Consegna: Traduci in inglese, per favore, questa frase dell'estratto del testo: «Un senso di trionfo emergeva dal suo corpo immobile, come l'eroina di un tempo passato, vittima del più terribile degli incantesimi.»

Estratto del testo:
«Si
avvicinò piano e il cono di visuale si strinse sfocando le pareti
laterali. Più avanzava, più Bianca diventava riconoscibile, il
profilo dagli zigomi alti e le labbra sottili congelate in un lieve
sorriso eterno. Un senso di trionfo emergeva dal suo corpo immobile,
come l’eroina di un tempo passato, vittima del più terribile degli
incantesimi. Lei, quel corpo ancestrale al centro di un sonno
bianco».
“Sonno
bianco”
(Hacca Edizioni), il secondo romanzo di Stefano Corbetta, è la
storia di un’assenza e del dolore che inevitabilmente da tale
assenza deriva, è una disamina sincera e commossa dei sentimenti di
una famiglia che si trova a fare i conti con quel dolore così
smisurato, una famiglia i cui membri, cercando di reagire, trascinano
ogni giorno la propria vita alla ricerca di un possibile equilibrio.

Dati disponibili:

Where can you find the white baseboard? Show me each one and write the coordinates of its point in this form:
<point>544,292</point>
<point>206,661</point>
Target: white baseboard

Risultato esercizio: A sense of triumph emerged from her motionless body, like the heroine of a bygone age, victim of the most terrible of spells.